Written problem 1. In the excerpt, who is named as having died while the volume was in preparation?
begin Excerpt
The title of this volume is taken from a sentence in the ‘Epistle Dedicatorie’ of Richard Hakluyt’s Principall Navigations (1589). Applied there to contemporary English overseas endeavour, the phrase is equally applicable to the past, present, and intended future action of the Hakluyt Society, in making available, in English, a global range of ‘Voyages and Travels’. It thus provides an appropriate title for a volume designed to commemorate one hundred and fifty years of that activity.
The shape of the volume is intended to encourage appreciation of the Society’s history and reflection on its meaning. We believe that the Society has been a notable element in British scholarly endeavour and a body which may claim some modest success in contributing to understanding of the modern world. In the first part of this volume we present an analysis of the editorial and publication work of the Society, which is, of course, its whole raison d’ĂȘtre. Part II consists of original biographical studies of four notable figures who established and led the Society in the nineteenth century. In Part III there are shorter and more personal studies of three men who, in different ways, perpetuated and developed the Society in the present century, their lives and careers described by distinguished living members of the Society who knew and worked with them. Part IV of the volume takes the form of an Epilogue. Here the editors point to the wide historical contexts within which the Society has operated and suggest the ways in which the activities of the Society have both reflected these contexts and exerted some influence on their development. The final part, although labelled ‘Appendices’, is an integral part of the volume, inasmuch as it comprises basic information about the progress of the Society, especially through a detailed listing of all the Society’s publications.
The biographical essays are limited to deceased figures. One absent figure is Eila Campbell, who died while this volume was in preparation. Her name appears on no title-page, yet her influence on the Society in recent decades was considerable - as an Honorary Secretary, as series editor for many volumes, and as a decisive voice in Council.
***
In the notes to the essays, Hakluyt Society publications are further identified by the numbers given in the Listing on pp. 248–302 below, e.g., HS 15, HS 2/93, HS Extra 34.
end Excerpt
begin Data entries
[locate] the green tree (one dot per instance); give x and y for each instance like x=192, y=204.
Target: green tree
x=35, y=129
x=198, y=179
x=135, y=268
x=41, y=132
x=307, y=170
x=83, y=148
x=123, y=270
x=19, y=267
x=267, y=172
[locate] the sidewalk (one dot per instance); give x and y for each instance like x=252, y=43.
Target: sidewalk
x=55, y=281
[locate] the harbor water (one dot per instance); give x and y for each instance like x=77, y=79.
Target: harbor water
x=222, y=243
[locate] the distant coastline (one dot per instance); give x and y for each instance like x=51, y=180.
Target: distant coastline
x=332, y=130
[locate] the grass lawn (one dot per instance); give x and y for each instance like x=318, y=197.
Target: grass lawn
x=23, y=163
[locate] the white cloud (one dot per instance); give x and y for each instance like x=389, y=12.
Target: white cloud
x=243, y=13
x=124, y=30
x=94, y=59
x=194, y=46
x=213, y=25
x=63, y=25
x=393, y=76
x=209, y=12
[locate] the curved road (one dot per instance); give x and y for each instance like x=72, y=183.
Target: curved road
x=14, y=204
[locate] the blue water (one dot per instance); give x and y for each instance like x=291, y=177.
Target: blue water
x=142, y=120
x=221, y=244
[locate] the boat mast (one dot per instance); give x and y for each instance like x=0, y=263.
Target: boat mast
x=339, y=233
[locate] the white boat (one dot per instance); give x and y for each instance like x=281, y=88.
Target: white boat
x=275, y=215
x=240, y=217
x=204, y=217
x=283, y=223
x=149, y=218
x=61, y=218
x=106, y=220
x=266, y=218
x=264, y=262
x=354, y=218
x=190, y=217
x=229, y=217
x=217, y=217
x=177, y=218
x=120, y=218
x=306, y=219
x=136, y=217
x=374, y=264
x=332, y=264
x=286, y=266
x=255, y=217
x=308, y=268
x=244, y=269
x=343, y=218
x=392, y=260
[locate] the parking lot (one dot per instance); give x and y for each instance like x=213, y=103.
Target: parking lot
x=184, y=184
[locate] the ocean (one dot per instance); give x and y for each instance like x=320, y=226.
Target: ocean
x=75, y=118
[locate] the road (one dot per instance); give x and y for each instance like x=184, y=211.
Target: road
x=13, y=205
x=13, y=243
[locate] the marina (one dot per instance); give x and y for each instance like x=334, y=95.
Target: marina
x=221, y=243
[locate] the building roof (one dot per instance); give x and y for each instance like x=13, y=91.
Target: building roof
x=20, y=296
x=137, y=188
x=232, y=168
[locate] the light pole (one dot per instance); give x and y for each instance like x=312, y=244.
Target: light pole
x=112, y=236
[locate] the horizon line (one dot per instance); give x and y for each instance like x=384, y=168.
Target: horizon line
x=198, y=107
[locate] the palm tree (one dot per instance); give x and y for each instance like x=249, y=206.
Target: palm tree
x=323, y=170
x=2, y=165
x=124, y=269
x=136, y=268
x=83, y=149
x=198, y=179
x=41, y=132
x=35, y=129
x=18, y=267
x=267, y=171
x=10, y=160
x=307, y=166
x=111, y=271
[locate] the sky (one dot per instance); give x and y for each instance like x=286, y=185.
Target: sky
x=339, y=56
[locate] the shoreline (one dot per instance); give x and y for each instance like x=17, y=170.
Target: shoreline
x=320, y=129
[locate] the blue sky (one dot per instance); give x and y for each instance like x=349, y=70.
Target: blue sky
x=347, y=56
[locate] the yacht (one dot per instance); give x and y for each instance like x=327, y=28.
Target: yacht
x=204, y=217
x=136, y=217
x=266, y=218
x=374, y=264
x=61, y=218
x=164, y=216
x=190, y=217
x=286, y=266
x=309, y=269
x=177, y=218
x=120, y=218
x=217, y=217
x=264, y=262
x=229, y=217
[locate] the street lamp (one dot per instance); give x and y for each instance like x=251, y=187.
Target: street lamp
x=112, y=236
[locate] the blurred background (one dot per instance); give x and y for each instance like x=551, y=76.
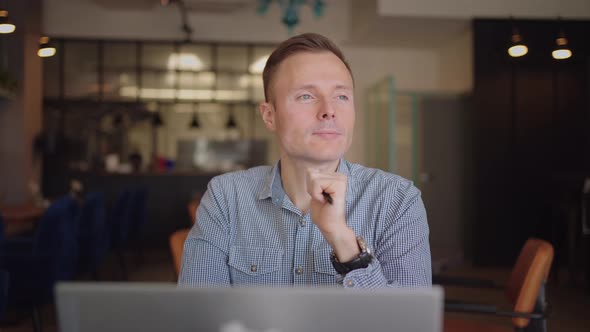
end Data entries
Written problem 2. Rewrite the entries between the lines holding "[locate] the building" and "x=111, y=271", inclusive, switching "palm tree" to "coconut palm" and leaving everything else in those lines unchanged.

Written response 1. Eila Campbell

Written response 2.
[locate] the building roof (one dot per instance); give x and y for each instance like x=13, y=91.
Target: building roof
x=20, y=296
x=137, y=188
x=232, y=168
[locate] the light pole (one dot per instance); give x and y for each instance like x=312, y=244.
Target: light pole
x=112, y=236
[locate] the horizon line (one dot per instance); give x and y for each instance like x=384, y=168.
Target: horizon line
x=198, y=107
[locate] the coconut palm (one dot per instance); give x and y for each instance like x=249, y=206.
Target: coconut palm
x=323, y=170
x=2, y=165
x=124, y=269
x=136, y=268
x=83, y=149
x=198, y=179
x=41, y=132
x=35, y=129
x=18, y=267
x=267, y=171
x=10, y=160
x=307, y=166
x=111, y=271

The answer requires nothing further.